DOCUMENT EXTRACT: Begin

Teen Moves Out but is Still “Entitled” to Parents’ Money and Support

Department of Education

Department of Education

(Lincoln Park, NJ) – You’re a senior in high school. You still live with your parents, as most high school seniors do, but you don’t like living by the rules they’ve set down.

So what do you do?

You move out – or claim that your parents threw you out.

And once you’re out of the house, you still believe it’s your parents’ duty to pay your private school tuition. You believe it’s their duty to pay your college education. You believe it’s their duty to pay your medical bills. But they refuse to continue to pay for any of the above.

So what do you do?

You find a lawyer with no scruples to take your case and sue your parents.

Such is the case of Lincoln Park’s Rachel Canning, who is currently an honor student at Morris Catholic High School (MCHS). Thanks to attorney-with-no-scruples Tanya Helfan, Sean and Elizabeth Canning are being sued for child support, private school tuition, medical and related bills, college expenses, and legal fees.

Her parents may no longer be paying her private school tuition, but not to worry. She didn’t go out and get a part-time job to support herself. Instead, students at MCHS have been raising money to pay her tuition.

The lawsuit alleges that Canning’s parents “abandoned” her. It also claims that they are more than capable for paying Rachel’s way, since their income is in the $250,000 to $300,000 range.

DOCUMENT EXTRACT: End

WHAT TO DO »
Pick up the article on Rachel Canning's lawsuit against her parents after its final sentence and carry it forward.

DATA PROVIDED: Begin

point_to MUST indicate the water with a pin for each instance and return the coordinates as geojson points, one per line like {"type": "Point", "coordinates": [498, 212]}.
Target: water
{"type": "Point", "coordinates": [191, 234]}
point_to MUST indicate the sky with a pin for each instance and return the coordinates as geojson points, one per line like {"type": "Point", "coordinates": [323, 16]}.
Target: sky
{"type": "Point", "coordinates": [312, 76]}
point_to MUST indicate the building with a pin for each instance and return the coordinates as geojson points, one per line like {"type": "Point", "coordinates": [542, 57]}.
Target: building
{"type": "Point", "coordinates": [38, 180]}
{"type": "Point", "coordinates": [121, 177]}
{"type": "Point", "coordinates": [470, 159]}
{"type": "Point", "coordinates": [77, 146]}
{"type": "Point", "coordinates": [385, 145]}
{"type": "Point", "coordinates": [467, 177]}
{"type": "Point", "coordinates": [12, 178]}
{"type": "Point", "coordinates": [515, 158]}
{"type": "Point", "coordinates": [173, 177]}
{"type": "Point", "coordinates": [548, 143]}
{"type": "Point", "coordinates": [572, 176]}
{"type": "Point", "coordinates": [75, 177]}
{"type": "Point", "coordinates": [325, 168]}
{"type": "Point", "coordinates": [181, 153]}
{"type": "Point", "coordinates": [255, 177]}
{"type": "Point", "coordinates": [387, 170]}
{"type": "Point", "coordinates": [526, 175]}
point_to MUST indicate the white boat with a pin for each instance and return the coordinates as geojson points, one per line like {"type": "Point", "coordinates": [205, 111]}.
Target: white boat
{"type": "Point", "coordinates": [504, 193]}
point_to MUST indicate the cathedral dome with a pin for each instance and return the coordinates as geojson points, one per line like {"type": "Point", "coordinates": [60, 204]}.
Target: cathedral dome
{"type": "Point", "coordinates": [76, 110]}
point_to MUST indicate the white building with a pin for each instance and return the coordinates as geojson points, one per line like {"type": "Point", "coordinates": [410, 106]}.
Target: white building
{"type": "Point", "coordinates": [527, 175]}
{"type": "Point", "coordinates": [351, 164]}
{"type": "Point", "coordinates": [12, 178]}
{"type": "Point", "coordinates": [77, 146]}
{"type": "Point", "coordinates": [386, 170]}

DATA PROVIDED: End

RESPONSE BOX »
Rachel Canning

Rachel Canning

“She needs this money, she’s entitled to this money, and she needs it now,” said a spokesman for Helfan, speaking on condition of anonymity. “After all, she’s been accepted to several colleges, and if she can’t put down a deposit on a $50,000-per-year school like Harvard, Yale, or Princeton, she’ll suffer by settling for some lower-tier school. Like Rutgers.”

The attorney for Sean and Elizabeth Canning, Laurie Rush-Masuret, said her clients are “not obligated to pay” when it comes to the issue of private school tuition,” according to a spokesman for Rush-Masuret, speaking on condition of anonymity. “However, they will continue to pay her medical insurance and will hand over money from a college fund when appropriate. However, they refuse to stop turning her bedroom into a den.”

“It really doesn’t matter if Rachel ran away from home or if her parents threw her out,” said the spokesman for Helfan, speaking on condition of anonymity. “Since Rachel is still in high school, she is ‘unemancipated’ and still depends on her parents.”

Helfan’s spokesman was asked if Rachel knew what the Emancipation Proclamation was. “No, she doesn’t listen to Hip-Hop,” replied the spokesman, speaking on condition of anonymity.

“She’s like, just upset that her parents, like, are being so mean,” said a spokesman for Rachel, speaking on condition of anonymity. “Like, she’s an adult, so, like, she should be able to, like, have a boyfriend that gets suspended and, like, drives a car. She’s, like, an adult, but still wants her parents to, like, pay for everything.”

The Department of Education (ED) is trying to figure out the best way to respond to the situation.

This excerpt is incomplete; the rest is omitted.